Records from a dataset
┄┄┄┄┄┄┄┄┄┄

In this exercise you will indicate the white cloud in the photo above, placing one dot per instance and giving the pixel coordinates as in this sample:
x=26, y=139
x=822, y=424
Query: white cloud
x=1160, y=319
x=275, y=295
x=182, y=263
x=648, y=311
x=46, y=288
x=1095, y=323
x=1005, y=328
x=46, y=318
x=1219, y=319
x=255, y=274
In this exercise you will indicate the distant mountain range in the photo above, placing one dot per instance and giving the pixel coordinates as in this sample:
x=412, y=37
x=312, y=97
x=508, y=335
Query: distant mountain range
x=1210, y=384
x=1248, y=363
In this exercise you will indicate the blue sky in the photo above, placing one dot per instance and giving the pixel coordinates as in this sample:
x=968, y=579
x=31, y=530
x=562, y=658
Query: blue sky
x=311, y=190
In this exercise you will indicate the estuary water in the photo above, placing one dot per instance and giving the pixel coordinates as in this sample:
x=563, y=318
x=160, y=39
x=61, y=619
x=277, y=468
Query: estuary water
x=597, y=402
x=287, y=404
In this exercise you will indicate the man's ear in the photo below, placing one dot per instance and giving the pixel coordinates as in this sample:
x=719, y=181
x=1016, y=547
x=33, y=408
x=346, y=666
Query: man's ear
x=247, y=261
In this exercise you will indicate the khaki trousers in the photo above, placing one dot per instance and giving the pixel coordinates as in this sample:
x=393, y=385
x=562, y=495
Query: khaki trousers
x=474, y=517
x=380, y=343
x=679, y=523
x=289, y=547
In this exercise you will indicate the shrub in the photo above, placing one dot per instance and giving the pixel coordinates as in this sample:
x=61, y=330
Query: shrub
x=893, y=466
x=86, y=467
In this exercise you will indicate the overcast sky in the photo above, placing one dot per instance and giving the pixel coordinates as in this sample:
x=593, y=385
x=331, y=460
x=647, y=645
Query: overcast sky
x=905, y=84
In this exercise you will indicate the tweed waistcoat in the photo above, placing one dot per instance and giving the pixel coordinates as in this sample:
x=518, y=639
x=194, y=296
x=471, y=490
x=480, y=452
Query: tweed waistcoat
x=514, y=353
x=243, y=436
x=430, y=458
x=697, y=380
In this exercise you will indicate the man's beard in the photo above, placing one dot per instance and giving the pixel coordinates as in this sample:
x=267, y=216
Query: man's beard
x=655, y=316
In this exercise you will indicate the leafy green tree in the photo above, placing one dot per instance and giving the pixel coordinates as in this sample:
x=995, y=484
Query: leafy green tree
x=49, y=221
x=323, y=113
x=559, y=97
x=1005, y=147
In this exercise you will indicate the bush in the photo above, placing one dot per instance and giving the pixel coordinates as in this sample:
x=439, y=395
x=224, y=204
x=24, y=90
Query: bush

┄┄┄┄┄┄┄┄┄┄

A single figure is the whole answer here: the number of lines in the records above that include "bush".

2